═════ Page text ═════

Well said. My wife was always there and it cost us financially but it sure was worth it. Both are now successful and happy in their careers and family life. I was the absent parent and regret the things I missed. At the time I just knew all the work was the only way to go but in hind sight I could have achieved just as much and been with the kids more. Regrets they are a plenty!
What a beautiful response. I'm living the dream right now. I gave up my career in advertising and marketing nearly 13 years ago. Best decision of my life. Will I return to a career in the future? Perhaps. All things are possible -just not at the same time.
I have two girls ages 10 & 13. Do I want them to go to college and experience the world? You better believe it. Do I want them to have good marriages, children and careers? Yes. Do they have to do it ALL this at the same time? No.
Over the past 13 years, I've become a more interesting person. I'm physically active, artistic, funny, and have a great sex life. All because I chose to keep it simple.
I second that. My wife was a stay-at-home mother for the first12 or 13 years of our two daughters' lives, and to this day she cherishes the time she was able to spend with them. My daughters and wife are as bonded as one can imagine, and my younger daughter just gave birth to a beautiful grandchild, and is now also a stay-at-home mother, and is completely happy with her and her husband's decision.
My wife was able to return to the workforce after those first dozen years, starting at part time and eventually working up to full time, ultimately rising to a managerial position at her firm. After a few years of that, she tired of the constant demands on her time, even after hours, and threw in the towel and reverted to a non-management position, which made her much happier.
I am the most appreciative of my wife's sacrifices and hard work in doing most of the child-rearing and development, plus all the usual housework, cooking, etc, which enabled me to pursue a better financially rewarding career, in order to give them the good life they so deserved. Sadly, I missed a lot of time with my girls, such as the birthdays, and wished I did not have to have worked so much overtime to keep things going. Both of us still have a great relationship with our girls, and get together for dinner or just visiting on a regular basis.
So, that career razor cuts both ways, and a decision has to be made as to who can make a better living for the family, and who can raise the children, etc. It sucks that is had to be that way, but it's even worse nowadays, with both parents having to work just to make ends meet to continue their pre-parenthood lifestyle, or to have to adjust the standard of living downward. My daughter has a friend who recently had a child, and had to return to work after only 3 months with the baby. She is not a happy woman about this, and sorely misses the daily interaction with the baby, but she has no choice, as she earns more than her husband, who took a part-time position so as to spend time with the child. It's sad, but a fact of life.

═════ Material provided ═════

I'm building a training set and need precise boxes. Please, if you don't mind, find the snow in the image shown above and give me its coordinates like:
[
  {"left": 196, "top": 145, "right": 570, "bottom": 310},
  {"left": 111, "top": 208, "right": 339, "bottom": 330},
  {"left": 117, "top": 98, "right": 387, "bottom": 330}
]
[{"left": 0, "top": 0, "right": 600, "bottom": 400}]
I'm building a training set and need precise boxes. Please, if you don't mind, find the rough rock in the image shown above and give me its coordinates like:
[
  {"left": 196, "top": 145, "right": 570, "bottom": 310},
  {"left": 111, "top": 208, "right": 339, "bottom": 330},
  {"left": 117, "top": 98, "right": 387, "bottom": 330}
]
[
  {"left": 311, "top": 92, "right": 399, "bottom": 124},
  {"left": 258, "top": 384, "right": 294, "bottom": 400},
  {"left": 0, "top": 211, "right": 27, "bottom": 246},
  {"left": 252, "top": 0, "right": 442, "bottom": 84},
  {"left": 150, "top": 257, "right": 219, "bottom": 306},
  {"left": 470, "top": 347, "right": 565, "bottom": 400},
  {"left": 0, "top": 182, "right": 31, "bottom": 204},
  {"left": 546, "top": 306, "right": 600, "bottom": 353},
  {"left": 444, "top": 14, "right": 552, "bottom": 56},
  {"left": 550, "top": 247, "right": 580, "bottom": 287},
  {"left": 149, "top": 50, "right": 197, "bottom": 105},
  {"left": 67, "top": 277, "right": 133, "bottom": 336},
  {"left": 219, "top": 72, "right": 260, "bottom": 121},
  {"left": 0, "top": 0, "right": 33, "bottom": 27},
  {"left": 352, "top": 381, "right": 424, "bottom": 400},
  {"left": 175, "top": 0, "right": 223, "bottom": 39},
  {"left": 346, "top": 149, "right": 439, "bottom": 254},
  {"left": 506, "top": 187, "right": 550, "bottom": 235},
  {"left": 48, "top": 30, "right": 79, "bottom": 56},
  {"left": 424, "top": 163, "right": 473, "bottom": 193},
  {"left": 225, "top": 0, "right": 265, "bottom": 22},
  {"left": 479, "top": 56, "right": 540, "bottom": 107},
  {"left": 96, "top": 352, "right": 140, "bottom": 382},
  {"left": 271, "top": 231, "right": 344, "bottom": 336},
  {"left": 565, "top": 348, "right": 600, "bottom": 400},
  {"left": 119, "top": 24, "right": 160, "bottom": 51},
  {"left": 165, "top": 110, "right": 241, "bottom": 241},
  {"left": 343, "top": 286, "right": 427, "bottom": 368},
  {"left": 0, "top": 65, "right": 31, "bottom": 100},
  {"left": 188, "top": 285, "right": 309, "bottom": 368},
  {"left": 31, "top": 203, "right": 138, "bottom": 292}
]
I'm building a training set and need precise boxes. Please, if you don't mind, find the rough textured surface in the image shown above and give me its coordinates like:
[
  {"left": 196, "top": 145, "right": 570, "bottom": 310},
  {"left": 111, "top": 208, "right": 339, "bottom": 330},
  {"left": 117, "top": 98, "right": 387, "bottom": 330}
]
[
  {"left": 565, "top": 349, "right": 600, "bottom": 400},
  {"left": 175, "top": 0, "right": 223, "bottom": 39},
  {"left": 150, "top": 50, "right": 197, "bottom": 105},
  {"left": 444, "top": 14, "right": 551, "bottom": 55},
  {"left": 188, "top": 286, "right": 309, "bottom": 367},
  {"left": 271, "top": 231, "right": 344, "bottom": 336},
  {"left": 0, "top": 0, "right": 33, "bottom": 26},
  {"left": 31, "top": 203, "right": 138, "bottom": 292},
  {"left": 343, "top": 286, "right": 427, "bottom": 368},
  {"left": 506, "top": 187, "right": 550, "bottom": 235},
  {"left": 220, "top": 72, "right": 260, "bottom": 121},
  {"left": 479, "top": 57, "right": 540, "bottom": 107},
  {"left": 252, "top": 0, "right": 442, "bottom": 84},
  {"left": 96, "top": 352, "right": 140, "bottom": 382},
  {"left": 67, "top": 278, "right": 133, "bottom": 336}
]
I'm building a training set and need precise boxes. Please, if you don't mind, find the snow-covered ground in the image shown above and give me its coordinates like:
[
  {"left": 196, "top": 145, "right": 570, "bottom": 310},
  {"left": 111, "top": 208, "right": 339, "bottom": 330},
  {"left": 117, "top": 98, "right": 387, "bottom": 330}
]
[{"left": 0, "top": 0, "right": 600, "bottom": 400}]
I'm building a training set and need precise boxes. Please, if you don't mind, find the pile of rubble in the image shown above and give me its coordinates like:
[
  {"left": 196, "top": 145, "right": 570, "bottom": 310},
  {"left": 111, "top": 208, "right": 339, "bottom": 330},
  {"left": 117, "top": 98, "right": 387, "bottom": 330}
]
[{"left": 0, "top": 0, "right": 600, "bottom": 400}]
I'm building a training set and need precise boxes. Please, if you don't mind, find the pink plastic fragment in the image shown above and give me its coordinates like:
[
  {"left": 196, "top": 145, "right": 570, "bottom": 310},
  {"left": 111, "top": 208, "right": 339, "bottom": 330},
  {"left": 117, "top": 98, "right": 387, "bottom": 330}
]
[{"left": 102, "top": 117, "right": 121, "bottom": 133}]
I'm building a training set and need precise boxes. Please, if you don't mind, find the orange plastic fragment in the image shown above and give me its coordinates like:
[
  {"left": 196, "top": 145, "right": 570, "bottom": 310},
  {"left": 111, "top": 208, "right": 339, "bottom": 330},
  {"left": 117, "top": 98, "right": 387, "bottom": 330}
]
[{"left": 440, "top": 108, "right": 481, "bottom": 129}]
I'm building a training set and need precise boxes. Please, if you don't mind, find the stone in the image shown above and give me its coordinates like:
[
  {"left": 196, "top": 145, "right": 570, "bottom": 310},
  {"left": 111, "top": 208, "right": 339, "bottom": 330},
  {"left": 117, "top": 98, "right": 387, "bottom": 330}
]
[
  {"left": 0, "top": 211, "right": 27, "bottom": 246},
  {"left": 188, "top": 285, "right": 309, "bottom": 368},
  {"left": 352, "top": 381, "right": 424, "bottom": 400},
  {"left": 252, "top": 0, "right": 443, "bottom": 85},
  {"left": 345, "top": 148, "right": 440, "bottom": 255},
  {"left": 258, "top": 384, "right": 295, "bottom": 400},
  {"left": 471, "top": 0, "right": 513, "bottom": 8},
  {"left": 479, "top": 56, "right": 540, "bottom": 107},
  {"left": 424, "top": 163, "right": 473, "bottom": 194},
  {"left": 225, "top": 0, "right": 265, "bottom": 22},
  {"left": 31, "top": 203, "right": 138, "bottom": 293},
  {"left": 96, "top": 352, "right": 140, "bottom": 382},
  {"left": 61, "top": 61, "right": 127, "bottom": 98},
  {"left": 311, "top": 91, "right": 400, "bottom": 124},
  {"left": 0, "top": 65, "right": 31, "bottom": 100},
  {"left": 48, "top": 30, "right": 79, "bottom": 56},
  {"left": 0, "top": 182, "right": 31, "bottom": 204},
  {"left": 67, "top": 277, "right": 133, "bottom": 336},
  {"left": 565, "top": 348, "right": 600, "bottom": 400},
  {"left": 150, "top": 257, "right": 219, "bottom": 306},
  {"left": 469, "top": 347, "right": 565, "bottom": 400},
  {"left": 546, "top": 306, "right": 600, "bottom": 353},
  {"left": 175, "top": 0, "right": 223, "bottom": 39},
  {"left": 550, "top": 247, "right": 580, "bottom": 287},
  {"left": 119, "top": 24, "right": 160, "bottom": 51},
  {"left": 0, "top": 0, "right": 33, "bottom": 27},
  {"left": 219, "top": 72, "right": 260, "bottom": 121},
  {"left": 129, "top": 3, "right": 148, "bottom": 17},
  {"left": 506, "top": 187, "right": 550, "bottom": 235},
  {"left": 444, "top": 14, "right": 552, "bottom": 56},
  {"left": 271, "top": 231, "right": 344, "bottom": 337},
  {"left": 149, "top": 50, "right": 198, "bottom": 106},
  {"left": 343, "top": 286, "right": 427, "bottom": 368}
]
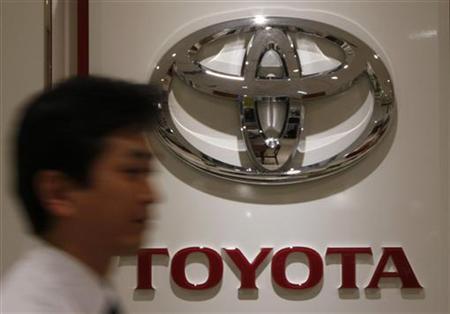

═════

* Tasks to complete
a) In the parenting comments, list each thing the writer says about themselves in the sentence right after "I've become a more interesting person."
b) Pull out every line of the records that contains the word "rough".

* Answers per task
a)
- Physically active
- Artistic
- Funny
- Has a great sex life

b)
I'm building a training set and need precise boxes. Please, if you don't mind, find the rough rock in the image shown above and give me its coordinates like:
I'm building a training set and need precise boxes. Please, if you don't mind, find the rough textured surface in the image shown above and give me its coordinates like:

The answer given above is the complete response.